-- DATASET CONTENT follows --

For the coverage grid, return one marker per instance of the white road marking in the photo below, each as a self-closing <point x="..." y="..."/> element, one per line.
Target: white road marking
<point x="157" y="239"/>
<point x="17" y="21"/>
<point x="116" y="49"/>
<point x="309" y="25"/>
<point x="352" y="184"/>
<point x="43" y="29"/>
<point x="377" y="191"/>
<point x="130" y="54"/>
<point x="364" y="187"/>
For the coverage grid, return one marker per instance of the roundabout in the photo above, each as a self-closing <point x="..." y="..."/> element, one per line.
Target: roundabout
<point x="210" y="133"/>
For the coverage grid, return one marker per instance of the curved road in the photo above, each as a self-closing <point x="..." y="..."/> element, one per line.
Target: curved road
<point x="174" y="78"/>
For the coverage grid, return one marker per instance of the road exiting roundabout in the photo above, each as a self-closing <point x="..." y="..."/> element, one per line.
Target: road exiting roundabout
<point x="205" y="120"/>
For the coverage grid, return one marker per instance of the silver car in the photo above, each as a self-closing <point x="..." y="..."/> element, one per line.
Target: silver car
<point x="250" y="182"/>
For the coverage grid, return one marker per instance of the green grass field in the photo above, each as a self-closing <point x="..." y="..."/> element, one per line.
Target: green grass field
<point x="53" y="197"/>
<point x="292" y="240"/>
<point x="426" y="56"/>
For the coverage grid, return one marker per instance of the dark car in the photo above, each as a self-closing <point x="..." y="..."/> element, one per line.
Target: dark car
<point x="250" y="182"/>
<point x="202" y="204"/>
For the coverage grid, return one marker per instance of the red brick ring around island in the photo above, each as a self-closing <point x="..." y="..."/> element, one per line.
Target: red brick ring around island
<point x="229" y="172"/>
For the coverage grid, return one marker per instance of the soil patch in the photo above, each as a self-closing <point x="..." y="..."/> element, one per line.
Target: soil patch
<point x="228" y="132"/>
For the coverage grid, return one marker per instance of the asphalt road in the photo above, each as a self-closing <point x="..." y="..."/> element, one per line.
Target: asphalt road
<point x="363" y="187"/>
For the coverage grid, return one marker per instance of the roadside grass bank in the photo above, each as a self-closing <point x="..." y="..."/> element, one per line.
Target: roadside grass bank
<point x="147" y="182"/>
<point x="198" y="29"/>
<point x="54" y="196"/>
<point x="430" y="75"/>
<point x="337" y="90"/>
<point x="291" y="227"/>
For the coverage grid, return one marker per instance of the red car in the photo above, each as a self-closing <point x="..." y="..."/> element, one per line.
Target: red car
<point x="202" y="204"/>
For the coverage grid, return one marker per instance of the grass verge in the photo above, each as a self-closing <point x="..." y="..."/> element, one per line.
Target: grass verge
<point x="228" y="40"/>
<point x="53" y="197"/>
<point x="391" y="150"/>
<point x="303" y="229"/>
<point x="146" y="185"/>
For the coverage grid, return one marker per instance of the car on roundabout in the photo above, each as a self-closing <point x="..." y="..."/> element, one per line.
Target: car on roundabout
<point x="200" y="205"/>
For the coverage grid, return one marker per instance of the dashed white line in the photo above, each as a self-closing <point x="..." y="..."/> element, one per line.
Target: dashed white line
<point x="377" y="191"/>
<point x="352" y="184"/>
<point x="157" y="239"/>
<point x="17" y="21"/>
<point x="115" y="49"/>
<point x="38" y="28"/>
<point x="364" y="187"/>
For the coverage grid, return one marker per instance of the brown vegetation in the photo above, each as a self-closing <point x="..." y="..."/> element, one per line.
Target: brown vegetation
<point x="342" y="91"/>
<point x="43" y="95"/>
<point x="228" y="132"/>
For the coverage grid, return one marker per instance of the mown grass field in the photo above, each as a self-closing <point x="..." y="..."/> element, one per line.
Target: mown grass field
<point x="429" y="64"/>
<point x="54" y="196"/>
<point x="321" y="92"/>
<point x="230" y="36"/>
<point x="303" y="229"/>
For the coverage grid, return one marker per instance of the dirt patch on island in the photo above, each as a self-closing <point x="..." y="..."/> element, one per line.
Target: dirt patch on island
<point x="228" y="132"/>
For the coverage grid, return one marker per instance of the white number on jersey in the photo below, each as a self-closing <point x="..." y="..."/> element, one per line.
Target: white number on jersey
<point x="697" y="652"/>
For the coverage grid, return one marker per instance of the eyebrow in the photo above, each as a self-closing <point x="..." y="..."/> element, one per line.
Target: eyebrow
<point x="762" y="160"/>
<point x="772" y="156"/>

-- DATASET CONTENT concluded --

TO DO: Copy each line containing the word "below" from the data.

THE COMPLETED TASK:
For the coverage grid, return one marker per instance of the white road marking in the photo below, each as a self-closing <point x="..." y="..."/> element, one per line.
For the coverage grid, return one marker per instance of the white number on jersey in the photo below, each as a self-closing <point x="..." y="..."/> element, one per line.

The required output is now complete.